» DOCUMENT EXTRACT
####

      Hollinghurst returns to the melancholy Ostend beach in an article on Léon Spilliaert for RA Magazine, another Belgian artist whose desolate symbolist paintings are the subject of a Royal Academy exhibition.

      Alan Hollinghurst, The Folding Star (1994)
    • 6. The Goldfinch, Donna Tartt (2013)


      One of Rembrandt’s most promising students, Carel Fabritius, died in the “Delft Thunderclap” of 1654, a freak gunpowder explosion that also destroyed most of his work. The Goldfinch was one of the dozen or so paintings that survived.

      In this novel by American author Donna Tartt, the painting, the protagonist Theodore Decker and his mother are caught in another explosion at The Met. His mother dies, but Theodore carries the painting out of the wreckage. As he struggles through life’s different stages, the painting stays with him; a reminder of his mother and “the history of people who have loved beautiful things”.
####
» ENTRIES PROVIDED
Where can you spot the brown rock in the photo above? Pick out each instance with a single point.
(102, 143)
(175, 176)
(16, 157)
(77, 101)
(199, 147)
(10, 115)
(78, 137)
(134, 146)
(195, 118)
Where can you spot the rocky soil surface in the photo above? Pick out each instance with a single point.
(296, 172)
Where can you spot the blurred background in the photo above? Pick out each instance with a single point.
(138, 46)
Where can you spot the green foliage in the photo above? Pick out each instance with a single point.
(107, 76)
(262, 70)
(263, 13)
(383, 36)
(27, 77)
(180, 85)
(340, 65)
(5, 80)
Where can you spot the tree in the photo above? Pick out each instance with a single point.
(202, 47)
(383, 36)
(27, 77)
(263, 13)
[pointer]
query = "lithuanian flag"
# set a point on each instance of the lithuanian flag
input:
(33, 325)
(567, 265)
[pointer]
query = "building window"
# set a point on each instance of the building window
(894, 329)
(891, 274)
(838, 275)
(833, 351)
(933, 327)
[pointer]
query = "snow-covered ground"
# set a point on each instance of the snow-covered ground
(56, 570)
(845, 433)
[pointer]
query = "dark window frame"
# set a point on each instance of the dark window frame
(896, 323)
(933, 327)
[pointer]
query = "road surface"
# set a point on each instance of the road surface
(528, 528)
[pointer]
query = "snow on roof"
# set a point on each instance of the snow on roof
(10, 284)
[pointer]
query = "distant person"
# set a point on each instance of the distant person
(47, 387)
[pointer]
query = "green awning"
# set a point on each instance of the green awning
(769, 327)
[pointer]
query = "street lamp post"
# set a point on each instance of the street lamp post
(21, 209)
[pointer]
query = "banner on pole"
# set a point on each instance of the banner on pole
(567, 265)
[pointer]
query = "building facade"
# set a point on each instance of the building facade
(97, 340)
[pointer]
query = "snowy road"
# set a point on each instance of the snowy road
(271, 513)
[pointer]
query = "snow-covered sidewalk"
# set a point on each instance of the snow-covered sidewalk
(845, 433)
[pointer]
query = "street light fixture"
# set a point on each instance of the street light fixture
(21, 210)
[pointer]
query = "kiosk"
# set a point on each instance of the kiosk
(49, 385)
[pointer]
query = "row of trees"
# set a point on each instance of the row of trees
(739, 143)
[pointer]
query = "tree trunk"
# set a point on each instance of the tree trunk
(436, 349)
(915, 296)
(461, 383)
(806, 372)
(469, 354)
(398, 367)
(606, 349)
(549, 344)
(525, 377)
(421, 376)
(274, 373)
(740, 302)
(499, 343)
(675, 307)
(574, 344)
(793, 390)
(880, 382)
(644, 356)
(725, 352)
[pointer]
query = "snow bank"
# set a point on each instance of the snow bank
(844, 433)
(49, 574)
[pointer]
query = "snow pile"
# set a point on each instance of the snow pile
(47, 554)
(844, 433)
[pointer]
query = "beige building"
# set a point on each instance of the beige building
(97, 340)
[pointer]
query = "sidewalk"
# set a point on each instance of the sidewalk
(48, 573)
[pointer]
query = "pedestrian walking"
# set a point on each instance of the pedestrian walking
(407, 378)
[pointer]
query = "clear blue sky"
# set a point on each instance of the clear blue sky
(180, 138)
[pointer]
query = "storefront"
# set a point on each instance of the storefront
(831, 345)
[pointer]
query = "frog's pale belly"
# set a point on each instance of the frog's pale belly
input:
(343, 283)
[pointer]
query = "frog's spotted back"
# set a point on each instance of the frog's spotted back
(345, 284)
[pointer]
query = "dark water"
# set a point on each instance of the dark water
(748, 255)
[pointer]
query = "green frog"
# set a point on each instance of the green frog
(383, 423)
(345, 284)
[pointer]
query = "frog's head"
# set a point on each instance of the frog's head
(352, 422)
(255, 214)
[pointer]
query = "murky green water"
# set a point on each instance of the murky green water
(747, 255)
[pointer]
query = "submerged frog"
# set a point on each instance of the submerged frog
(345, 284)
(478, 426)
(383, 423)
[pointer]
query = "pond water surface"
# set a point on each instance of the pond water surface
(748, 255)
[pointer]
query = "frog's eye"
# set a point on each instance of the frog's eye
####
» ASSIGNMENT 1
Using the excerpt on art in novels, answer these questions:
(a) In what year did the "Delft Thunderclap" happen?
(b) Where are Theodore Decker and his mother caught in an explosion?
(c) Which artist is the subject of Hollinghurst's article for RA Magazine?
» ASSIGNMENT 2
From the excerpt on art in novels, write out word for word the passage that starts at the words "One of Rembrandt’s" and ends after "paintings that survived.".

» ANSWER 1
(a) 1654
(b) The Met
(c) Léon Spilliaert

» ANSWER 2
One of Rembrandt’s most promising students, Carel Fabritius, died in the “Delft Thunderclap” of 1654, a freak gunpowder explosion that also destroyed most of his work. The Goldfinch was one of the dozen or so paintings that survived.